(Stated problem):
Which lines in the entries below contain the word "every"? Locate them and copy each one out in full.

(Records for this task):

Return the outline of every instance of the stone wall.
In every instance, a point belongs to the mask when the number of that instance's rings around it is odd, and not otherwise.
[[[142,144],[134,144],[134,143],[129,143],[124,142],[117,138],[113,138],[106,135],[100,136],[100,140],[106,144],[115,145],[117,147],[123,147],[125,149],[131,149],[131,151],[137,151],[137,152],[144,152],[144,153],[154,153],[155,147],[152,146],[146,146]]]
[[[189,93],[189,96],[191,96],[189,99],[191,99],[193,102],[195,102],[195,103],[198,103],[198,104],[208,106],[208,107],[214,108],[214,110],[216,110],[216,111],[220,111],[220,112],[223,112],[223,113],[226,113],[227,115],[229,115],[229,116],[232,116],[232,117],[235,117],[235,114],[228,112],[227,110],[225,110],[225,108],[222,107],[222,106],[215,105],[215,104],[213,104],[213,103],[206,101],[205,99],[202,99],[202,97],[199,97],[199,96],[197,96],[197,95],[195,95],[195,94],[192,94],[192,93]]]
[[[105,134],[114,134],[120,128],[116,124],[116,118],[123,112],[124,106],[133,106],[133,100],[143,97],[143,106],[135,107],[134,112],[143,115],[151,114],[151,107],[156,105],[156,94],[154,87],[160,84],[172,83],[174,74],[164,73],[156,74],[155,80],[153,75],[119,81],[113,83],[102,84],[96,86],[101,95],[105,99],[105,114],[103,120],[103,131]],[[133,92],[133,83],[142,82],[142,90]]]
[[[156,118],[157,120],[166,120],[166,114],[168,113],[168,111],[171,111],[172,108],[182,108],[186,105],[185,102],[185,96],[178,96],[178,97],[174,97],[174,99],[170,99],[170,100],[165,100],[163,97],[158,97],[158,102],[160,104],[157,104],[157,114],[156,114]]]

(Correct answer):
Return the outline of every instance of the stone wall.
In every instance, a point belongs to the mask when the number of that instance's rings around it is odd, and not otherwise.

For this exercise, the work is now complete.